---------- Texto de leitura

Quais são os pilares de investimento do COREangels Climate?
M.M.: Definimos cinco pilares de investimento distintos que se alinham com a nossa estratégia de investimento. Vejamos: remoção de CO2, um pilar que se centra em soluções que contribuem diretamente para a remoção ou prevenção de emissões de CO2, como, por exemplo, o chamado DAC (Direct Air Capture). Depois a transição energética, em que visamos tecnologias que facilitem a transição de fontes de energia convencionais, baseadas em combustíveis fósseis, para fontes de energia alternativas, mais limpas e renováveis. Este pilar engloba investimentos em áreas como o hidrogénio ou soluções geotérmicas, sistemas de armazenamento de energia, tecnologias de redes inteligentes e soluções de eficiência energética.
O terceiro pilar é a Blue Climate, um termo que cunhamos para abranger soluções dentro da indústria da economia azul que têm um impacto direto no clima. Por exemplo, olhamos para soluções relacionadas com os oceanos para a produção de energia a partir da água, reconhecendo a importância da economia azul para enfrentar os desafios climáticos. Segue-se a mobilidade elétrica e transportes, e neste pilar, concentramo-nos em tecnologias que permitem soluções de transporte de impacto zero. É importante notar que o nosso foco não está nos serviços de mobilidade elétrica partilhada, mas sim em soluções de hardware que facilitem esta forma de transporte. Um exemplo seria ser baterias de sódio para veículos elétricos.
O nosso pilar final, gestão das alterações climáticas e relatórios, centra-se em torno soluções de hardware e software para avaliar os impactos climáticos e implementação de medidas corretivas. O nosso primeiro investimento enquadra-se nesta categoria — é uma empresa de deep tech que desenvolveu monitorização subaquática avançada e sistemas de comunicação, pioneira no conceito de Internet de Coisas subaquáticas. Esta empresa monitoriza ativamente os ambientes oceânicos, reconhecendo o papel crítico que desempenham na absorção de CO2 e formando estratégias de atenuação das alterações climáticas.
Como define o ecossistema empreendedor de startups na Itália?
F.G.: O ecossistema empreendedor de start-ups em Itália hoje está um pouco atrás de outros países europeus e ainda enfrenta alguns desafios importantes, incluindo o acesso limitado ao financiamento (tanto na fase inicial como na fase tardia), complexos processos burocráticos e a necessidade de uma maior colaboração entre as start-ups, corporações e academia.
No entanto, registou um crescimento e desenvolvimento significativos nos últimos anos, com um aumento do número de start-ups emergentes, bem como investidores e investimentos. Este crescimento tem sido alimentado também por iniciativas governamentais, com a Cassa Depositi e Prestiti VC, que representam o braço de capital de risco do Estado, participando no ecossistema diretamente com investimento em todo o ciclo de vida da start-up, bem como com um fundo de estratégia de fundos de apoio ao nascimento de novos fundos de venture capital em diferentes indústrias.

--------------------

**Instrução a:** Repete, sem mudar nada, as linhas dos registos entre a que contém "In the above interface, the round" e a que contém "[350,345,378,384]", ambas incluídas.
Os registos não têm qualquer ligação ao texto de leitura.

---------- Material fornecido

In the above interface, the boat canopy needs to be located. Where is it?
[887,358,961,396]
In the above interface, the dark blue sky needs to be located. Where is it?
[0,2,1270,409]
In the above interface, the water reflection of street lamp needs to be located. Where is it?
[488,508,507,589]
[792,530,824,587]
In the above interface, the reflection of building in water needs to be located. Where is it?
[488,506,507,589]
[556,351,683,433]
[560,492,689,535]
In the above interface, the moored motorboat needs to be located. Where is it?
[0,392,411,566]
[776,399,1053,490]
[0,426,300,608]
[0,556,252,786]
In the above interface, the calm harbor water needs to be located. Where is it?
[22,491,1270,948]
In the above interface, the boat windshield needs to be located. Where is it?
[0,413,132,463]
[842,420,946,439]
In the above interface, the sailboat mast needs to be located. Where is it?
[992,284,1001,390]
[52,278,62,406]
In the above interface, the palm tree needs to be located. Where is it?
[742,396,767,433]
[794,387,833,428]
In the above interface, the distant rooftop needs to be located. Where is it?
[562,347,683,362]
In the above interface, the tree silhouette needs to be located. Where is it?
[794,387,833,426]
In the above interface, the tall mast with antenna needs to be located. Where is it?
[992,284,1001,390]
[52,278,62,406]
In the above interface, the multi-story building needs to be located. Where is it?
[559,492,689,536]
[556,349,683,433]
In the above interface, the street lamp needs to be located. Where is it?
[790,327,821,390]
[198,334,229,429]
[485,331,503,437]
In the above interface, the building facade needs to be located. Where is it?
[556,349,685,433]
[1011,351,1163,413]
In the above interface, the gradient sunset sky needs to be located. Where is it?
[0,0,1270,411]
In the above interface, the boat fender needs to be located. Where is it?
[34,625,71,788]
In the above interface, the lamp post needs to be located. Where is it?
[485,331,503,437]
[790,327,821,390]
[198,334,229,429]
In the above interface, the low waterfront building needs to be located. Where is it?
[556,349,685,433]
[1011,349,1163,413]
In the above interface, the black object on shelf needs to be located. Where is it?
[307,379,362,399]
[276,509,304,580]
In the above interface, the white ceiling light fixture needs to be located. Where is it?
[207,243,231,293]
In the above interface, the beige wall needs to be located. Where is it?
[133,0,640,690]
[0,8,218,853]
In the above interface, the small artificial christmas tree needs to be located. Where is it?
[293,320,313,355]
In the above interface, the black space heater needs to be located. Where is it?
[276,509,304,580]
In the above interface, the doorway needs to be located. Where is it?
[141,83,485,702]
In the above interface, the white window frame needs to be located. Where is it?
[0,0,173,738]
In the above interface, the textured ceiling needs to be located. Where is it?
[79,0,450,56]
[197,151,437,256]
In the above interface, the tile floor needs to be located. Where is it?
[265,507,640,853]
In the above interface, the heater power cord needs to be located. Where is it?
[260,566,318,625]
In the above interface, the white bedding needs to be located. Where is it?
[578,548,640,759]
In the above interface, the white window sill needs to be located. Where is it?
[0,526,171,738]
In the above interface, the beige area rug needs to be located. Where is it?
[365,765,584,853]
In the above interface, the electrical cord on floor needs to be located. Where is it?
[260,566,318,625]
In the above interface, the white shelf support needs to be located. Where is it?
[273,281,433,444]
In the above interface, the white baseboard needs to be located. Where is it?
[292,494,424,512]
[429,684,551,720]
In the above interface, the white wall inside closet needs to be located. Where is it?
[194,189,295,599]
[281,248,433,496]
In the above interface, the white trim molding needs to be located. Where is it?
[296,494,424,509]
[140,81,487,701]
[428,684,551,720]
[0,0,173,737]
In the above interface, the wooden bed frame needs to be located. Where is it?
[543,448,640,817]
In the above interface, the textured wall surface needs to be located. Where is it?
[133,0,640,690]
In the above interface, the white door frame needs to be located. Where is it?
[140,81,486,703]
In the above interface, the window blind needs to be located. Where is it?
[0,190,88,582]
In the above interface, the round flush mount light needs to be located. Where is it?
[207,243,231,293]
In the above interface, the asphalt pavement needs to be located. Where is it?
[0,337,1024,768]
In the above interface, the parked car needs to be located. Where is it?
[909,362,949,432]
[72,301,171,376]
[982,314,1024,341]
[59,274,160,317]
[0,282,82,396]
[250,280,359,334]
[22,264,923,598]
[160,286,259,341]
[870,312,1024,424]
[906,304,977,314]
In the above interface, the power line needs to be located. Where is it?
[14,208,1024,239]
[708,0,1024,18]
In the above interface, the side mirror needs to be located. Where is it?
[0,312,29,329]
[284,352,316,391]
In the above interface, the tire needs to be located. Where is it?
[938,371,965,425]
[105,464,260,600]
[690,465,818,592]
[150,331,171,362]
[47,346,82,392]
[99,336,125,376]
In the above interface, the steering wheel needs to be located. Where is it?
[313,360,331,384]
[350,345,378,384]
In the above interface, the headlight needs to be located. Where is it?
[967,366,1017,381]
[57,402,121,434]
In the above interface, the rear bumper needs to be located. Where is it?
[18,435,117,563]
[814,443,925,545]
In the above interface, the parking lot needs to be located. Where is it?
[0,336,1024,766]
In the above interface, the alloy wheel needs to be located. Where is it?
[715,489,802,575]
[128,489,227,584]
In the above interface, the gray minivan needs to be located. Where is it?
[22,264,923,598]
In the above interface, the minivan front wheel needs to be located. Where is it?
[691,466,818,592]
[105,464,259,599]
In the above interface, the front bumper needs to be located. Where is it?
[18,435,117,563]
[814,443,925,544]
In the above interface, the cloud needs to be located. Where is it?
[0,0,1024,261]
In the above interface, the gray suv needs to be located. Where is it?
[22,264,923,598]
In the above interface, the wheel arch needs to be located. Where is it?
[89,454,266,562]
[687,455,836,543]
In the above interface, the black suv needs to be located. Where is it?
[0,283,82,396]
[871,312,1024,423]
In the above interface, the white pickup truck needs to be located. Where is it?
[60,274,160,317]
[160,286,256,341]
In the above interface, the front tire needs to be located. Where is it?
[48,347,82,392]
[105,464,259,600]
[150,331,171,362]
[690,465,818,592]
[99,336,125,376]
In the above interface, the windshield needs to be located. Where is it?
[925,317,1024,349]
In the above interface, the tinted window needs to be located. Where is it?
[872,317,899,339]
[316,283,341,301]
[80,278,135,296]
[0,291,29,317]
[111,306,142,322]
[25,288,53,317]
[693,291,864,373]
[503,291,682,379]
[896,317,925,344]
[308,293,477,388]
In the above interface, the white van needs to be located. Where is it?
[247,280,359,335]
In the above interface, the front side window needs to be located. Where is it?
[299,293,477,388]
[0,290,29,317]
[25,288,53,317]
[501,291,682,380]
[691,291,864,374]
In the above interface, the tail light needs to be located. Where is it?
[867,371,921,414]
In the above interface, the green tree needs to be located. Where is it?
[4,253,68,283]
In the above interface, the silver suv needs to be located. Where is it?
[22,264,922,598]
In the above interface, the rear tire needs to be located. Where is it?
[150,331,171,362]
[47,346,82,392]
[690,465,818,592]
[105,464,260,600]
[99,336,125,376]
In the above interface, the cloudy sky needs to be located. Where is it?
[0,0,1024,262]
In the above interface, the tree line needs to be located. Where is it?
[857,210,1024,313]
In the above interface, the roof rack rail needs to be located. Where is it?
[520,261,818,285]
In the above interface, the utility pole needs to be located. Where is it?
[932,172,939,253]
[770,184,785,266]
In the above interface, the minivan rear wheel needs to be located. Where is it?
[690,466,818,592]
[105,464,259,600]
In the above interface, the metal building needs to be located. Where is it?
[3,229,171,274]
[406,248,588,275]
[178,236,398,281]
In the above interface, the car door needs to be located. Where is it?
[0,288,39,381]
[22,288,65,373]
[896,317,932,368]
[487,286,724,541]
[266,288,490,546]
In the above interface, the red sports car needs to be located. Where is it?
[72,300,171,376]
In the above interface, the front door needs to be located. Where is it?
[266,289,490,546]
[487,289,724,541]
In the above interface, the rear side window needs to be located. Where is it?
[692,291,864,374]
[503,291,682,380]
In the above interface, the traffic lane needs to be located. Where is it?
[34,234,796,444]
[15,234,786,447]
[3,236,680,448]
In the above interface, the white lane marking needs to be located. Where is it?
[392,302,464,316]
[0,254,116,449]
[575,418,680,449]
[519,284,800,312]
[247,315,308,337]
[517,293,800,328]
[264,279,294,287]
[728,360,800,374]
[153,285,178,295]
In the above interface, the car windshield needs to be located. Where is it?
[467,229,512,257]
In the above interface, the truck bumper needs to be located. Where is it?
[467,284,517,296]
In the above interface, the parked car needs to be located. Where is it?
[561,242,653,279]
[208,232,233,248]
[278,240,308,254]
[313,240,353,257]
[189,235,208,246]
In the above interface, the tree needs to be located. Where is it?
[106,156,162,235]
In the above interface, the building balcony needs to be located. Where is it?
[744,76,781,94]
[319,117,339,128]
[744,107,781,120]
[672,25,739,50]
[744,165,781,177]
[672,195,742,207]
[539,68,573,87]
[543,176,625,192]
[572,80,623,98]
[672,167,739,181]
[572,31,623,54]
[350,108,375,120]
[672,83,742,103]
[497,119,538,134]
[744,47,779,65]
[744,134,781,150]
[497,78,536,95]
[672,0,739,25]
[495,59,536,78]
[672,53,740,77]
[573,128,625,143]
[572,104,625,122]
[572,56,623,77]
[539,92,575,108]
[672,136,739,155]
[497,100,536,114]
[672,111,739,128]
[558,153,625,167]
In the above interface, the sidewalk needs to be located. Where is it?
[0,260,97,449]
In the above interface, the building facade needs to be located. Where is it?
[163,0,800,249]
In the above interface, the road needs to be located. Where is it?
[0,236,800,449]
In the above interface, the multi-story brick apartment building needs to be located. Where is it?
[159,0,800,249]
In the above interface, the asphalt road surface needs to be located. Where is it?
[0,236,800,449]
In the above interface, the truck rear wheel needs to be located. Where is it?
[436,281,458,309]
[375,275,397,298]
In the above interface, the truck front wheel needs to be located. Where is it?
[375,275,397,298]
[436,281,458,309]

--------------------

**Instrução b:** Reescreve o texto de leitura entre "Como define o" e "corporações e academia.", inclusive, pondo "universidades" no lugar de "academia".

**Resposta a:**
In the above interface, the round flush mount light needs to be located. Where is it?
[207,243,231,293]
In the above interface, the asphalt pavement needs to be located. Where is it?
[0,337,1024,768]
In the above interface, the parked car needs to be located. Where is it?
[909,362,949,432]
[72,301,171,376]
[982,314,1024,341]
[59,274,160,317]
[0,282,82,396]
[250,280,359,334]
[22,264,923,598]
[160,286,259,341]
[870,312,1024,424]
[906,304,977,314]
In the above interface, the power line needs to be located. Where is it?
[14,208,1024,239]
[708,0,1024,18]
In the above interface, the side mirror needs to be located. Where is it?
[0,312,29,329]
[284,352,316,391]
In the above interface, the tire needs to be located. Where is it?
[938,371,965,425]
[105,464,260,600]
[690,465,818,592]
[150,331,171,362]
[47,346,82,392]
[99,336,125,376]
In the above interface, the steering wheel needs to be located. Where is it?
[313,360,331,384]
[350,345,378,384]

**Resposta b:**
Como define o ecossistema empreendedor de startups na Itália?
F.G.: O ecossistema empreendedor de start-ups em Itália hoje está um pouco atrás de outros países europeus e ainda enfrenta alguns desafios importantes, incluindo o acesso limitado ao financiamento (tanto na fase inicial como na fase tardia), complexos processos burocráticos e a necessidade de uma maior colaboração entre as start-ups, corporações e universidades.